## Document segment
════════════════

A new report by U.S. regulators has attacked the safety practices of Chevron (NYSE:CVX), which owns the Burnaby Refinery through its Canadian subsidiary, Chevron Canada Ltd.
The report, by the U.S. Chemical Safety and Hazard Investigation Board (CSB) and the California Division of Occupational Safety and Health (Cal/OSHA), evaluated the condition of pipe at Chevron’s refinery in Richmond, California, where a decades-old pipe leaked and fuelled a major fire on August 6, 2012.
“This report confirms what Chevron already knew – that the pipe was severely corroded and should have been replaced – but failed to act on [the information] before the August fire,” said Cal/OSHA chief Ellen Widess.
“Chevron’s own metallurgists and pipe inspectors reached the same conclusion and recommended as far back as 2002 that Chevron take action to protect its workers, the community and the environment by replacing the pipe that finally ruptured in 2012.”

════════════════

## Information provided
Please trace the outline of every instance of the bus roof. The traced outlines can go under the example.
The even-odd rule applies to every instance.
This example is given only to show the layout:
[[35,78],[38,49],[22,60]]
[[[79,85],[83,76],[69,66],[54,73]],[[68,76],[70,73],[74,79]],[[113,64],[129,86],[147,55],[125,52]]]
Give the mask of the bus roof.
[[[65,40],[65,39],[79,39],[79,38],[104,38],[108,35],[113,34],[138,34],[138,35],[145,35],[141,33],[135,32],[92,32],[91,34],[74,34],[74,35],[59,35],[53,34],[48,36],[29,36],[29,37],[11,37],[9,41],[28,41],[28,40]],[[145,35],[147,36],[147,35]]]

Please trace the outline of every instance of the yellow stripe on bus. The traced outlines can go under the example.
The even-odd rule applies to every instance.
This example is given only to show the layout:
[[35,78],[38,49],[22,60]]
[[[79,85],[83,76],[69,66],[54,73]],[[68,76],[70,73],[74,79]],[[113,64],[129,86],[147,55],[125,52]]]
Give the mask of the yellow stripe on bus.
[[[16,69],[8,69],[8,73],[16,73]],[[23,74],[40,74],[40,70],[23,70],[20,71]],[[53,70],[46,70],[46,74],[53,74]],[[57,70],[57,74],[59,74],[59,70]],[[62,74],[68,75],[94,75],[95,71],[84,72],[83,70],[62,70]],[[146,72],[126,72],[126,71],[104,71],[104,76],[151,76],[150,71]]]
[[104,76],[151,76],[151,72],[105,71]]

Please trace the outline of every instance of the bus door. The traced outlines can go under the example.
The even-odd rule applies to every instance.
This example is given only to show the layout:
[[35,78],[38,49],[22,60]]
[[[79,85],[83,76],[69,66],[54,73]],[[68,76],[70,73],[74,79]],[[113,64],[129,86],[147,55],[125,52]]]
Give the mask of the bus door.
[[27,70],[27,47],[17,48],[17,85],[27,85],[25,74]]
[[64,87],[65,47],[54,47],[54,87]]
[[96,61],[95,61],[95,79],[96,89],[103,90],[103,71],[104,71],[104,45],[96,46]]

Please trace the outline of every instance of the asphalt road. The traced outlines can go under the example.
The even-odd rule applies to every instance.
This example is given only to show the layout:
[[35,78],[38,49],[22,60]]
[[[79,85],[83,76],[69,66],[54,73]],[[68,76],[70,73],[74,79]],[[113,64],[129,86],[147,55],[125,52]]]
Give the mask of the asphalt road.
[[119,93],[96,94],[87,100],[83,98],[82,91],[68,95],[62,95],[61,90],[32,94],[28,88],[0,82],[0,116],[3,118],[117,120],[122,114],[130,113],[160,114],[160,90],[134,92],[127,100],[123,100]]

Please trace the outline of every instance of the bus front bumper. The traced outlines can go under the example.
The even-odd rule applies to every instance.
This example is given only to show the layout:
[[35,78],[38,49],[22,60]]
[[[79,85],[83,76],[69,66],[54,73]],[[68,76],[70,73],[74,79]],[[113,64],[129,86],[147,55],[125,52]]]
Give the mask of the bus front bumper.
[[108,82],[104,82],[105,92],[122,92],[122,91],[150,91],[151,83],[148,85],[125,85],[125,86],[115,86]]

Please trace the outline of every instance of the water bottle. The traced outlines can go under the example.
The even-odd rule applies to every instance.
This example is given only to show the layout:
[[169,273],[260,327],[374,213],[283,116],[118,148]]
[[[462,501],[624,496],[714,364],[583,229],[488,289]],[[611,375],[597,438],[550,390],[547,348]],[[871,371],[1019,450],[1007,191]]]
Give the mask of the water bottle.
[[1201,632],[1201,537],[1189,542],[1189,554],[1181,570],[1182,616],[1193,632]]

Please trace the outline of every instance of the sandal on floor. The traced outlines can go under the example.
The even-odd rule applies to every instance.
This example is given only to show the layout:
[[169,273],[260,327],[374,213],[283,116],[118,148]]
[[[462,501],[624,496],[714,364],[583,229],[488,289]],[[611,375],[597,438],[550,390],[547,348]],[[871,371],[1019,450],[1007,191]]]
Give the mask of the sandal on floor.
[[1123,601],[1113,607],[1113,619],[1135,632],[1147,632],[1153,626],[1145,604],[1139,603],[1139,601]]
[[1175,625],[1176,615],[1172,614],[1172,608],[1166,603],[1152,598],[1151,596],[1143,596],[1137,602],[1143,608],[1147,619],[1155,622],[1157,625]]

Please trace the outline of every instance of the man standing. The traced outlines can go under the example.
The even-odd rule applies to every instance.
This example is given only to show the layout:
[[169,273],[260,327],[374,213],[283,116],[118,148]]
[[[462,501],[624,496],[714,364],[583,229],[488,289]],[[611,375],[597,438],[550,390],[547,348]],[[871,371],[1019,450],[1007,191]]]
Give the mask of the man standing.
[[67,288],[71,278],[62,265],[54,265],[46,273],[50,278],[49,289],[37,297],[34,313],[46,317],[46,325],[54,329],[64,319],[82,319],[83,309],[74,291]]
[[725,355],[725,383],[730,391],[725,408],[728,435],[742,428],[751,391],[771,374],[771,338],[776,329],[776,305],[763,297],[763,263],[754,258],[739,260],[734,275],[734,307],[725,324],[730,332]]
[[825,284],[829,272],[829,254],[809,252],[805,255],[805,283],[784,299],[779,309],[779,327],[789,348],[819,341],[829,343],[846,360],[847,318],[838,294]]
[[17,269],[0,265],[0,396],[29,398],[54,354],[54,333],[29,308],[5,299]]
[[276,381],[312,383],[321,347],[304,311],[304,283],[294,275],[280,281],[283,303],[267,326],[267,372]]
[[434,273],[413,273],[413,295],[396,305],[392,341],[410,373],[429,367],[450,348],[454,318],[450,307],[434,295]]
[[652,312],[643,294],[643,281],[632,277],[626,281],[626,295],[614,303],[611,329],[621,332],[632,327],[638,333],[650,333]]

════════════════

## Exercise set
1. Answer these about the Chevron refinery article:
(a) Through which subsidiary does Chevron own the Burnaby Refinery?
(b) On what date did a leaking pipe fuel a major fire at the Richmond refinery?
(c) According to Ellen Widess, as far back as what year did Chevron's metallurgists and pipe inspectors recommend replacing the pipe?
2. Carry on writing the article about the Chevron refinery report, starting after its final sentence.
Nothing in the listing is needed here.

## Responses to the exercise
1.
(a) Chevron Canada Ltd.
(b) August 6, 2012
(c) 2002

2.
Widess said that Chevron’s failure to act was included among multiple “serious” and “willful serious” citations that regulators have issued to Chevron.
In the report, the CSB determined that 19 Chevron employees were engulfed in a vapour cloud formed by the hydrocarbon release. The regulator found that 18 employees escaped before the fire started and one employee escaped without injury after the blaze began. The CBS found that the incident resulted in six minor injuries and that, as a result of the release and fire, more than 15,000 residents in the surrounding area sought treatment at local medical facilities.